# WRITTEN INSTRUCTION
Please print the full listing exactly.

# DATASET CONTENT
_____

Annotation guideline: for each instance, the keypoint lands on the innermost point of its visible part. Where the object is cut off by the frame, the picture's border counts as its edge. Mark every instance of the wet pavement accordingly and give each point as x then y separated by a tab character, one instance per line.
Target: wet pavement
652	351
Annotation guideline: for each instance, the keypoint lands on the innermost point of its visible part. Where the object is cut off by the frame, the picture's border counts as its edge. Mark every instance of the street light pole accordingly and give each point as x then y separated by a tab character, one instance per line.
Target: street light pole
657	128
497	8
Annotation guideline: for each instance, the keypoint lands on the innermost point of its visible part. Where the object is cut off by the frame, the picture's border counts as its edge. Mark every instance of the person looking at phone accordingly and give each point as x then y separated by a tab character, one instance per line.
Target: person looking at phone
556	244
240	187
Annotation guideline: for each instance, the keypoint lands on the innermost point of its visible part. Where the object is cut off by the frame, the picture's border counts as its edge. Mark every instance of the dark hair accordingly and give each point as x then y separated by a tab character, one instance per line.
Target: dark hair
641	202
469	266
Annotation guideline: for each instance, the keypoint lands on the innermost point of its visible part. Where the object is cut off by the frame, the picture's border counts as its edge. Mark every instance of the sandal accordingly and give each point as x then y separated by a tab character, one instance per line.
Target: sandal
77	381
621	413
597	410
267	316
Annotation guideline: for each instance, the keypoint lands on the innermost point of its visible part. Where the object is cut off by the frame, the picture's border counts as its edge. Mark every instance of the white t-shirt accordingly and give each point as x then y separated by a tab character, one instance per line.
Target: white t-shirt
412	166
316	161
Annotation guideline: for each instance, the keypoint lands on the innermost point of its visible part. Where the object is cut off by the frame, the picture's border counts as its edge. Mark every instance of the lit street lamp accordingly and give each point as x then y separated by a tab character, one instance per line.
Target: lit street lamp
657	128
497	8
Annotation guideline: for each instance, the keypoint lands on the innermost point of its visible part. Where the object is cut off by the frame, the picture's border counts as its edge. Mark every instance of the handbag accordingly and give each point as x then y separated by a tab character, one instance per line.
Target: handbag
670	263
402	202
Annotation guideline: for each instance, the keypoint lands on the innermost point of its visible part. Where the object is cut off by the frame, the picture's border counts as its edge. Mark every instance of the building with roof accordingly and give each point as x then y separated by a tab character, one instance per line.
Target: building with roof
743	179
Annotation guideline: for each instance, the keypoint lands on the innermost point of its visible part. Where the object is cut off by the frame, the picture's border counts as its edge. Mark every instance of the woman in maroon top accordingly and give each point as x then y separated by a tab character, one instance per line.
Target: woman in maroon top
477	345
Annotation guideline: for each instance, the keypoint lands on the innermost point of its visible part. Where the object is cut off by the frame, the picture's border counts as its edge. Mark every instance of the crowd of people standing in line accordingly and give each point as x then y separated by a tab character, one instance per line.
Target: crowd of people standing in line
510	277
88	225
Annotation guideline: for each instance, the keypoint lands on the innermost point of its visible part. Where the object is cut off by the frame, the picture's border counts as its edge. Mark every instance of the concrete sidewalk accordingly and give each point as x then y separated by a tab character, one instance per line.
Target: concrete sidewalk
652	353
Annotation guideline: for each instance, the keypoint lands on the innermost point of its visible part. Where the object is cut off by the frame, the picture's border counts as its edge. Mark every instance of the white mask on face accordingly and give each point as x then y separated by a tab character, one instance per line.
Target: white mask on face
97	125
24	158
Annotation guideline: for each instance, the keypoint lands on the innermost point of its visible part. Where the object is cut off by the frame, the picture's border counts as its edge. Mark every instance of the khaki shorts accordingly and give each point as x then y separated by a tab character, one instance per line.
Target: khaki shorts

_____

# TASK RESPONSE
Annotation guideline: for each instance, the keypoint lands on the innermost point of its visible part. Where the object is cut off by the frame, the picture's border counts as its edge. Mark every instance of the wet pavement accordingly and give each point as x then y separated by a tab character, one instance per line.
Target: wet pavement
652	351
Annotation guideline: for each instance, the keypoint lands on the innermost point of its visible part. Where the object is cut off by the frame, the picture's border counts as its edge. Mark every instance of the street light pole accordingly and give each point as x then y separated by a tab character, one instance per line.
Target: street light pole
657	128
497	8
Annotation guideline: for each instance, the keypoint lands on the innermost point of its visible part. Where the object is cut off by the frame, the picture's border counts as its edge. Mark every instance of the person looking at phone accordingly and give each point as x then y separated by a tab character, one instance per line.
Target: person looking at phone
556	244
240	187
Annotation guideline: for each instance, the keypoint lands on the innermost point of its visible part. Where the object is cut off by the frame, the picture's border counts as its edge. Mark every instance of the dark hair accordingly and give each point as x then y separated by a tab character, one instance per line.
Target: dark hair
641	202
469	266
Annotation guideline: for each instance, the keypoint lands on the innermost point of its visible part. Where the object is cut off by the frame, the picture's border counts as its edge. Mark every instance of the sandal accordingly and give each point as x then y separated by a tab character, one instance per line.
Target: sandal
77	381
621	413
597	410
267	316
Annotation guideline: for each instance, the keypoint lands on the innermost point of its visible part. Where the object is cut off by the frame, the picture's border counts as its edge. Mark every instance of the white t-shirt accordingly and give each point as x then y separated by a tab character, one instance per line.
Target: white t-shirt
412	166
316	161
Annotation guideline: for each instance, the keypoint lands on the innermost point of its visible part. Where the object is cut off by the frame, the picture's border counts as its edge. Mark every instance of the lit street lamp accordingly and give each point as x then y separated by a tab character, one instance per line.
Target: lit street lamp
657	128
497	8
Annotation guideline: for each instance, the keypoint lands on the innermost point of its visible part. Where the object is cut off by the frame, the picture's border counts as its edge. Mark every instance of the handbag accordingly and give each point as x then y separated by a tab character, one instance per line.
Target: handbag
670	263
402	202
Annotation guideline: for each instance, the keypoint lands on the innermost point of its visible part. Where the object is cut off by the frame, the picture's border counts as its edge. Mark every instance of the building with roof accordingly and give each point as x then y separated by a tab character, one instance per line.
Target: building with roof
743	179
Annotation guideline: for each instance, the keypoint lands on the innermost point of its visible part. Where the object is cut off by the frame, the picture's border counts as its edge. Mark every instance of the woman in maroon top accordingly and give each point as x then y separated by a tab character, one instance per line.
Target: woman in maroon top
477	345
Annotation guideline: for each instance, the keypoint lands on the innermost point of its visible part. Where the object is cut off by the frame, the picture's border counts as its edge. Mark every instance of the crowd of people standing in line accordingly and give each point as x then y separated by a tab character, one instance per line.
Target: crowd of people standing in line
510	277
88	225
Annotation guideline: for each instance, the keypoint lands on the innermost point of its visible part. Where the object is cut off by the frame, the picture's border counts as its edge. Mark every instance of the concrete sidewalk accordingly and give each point as x then y separated by a tab character, one instance per line.
Target: concrete sidewalk
652	353
Annotation guideline: for each instance, the keypoint lands on the innermost point of its visible part. Where the object is cut off by the frame, the picture's border counts as its edge. Mark every instance of the white mask on face accordingly and give each point as x then y separated by a tab character, one instance per line.
Target: white mask on face
97	125
24	158
Annotation guideline: for each instance, the keypoint lands on the innermost point of its visible part. Where the object is cut off by the frame, the picture's border counts as its edge. Mark every instance of the khaki shorts accordingly and give each point as x then y separated by a tab character, one instance per line.
Target: khaki shorts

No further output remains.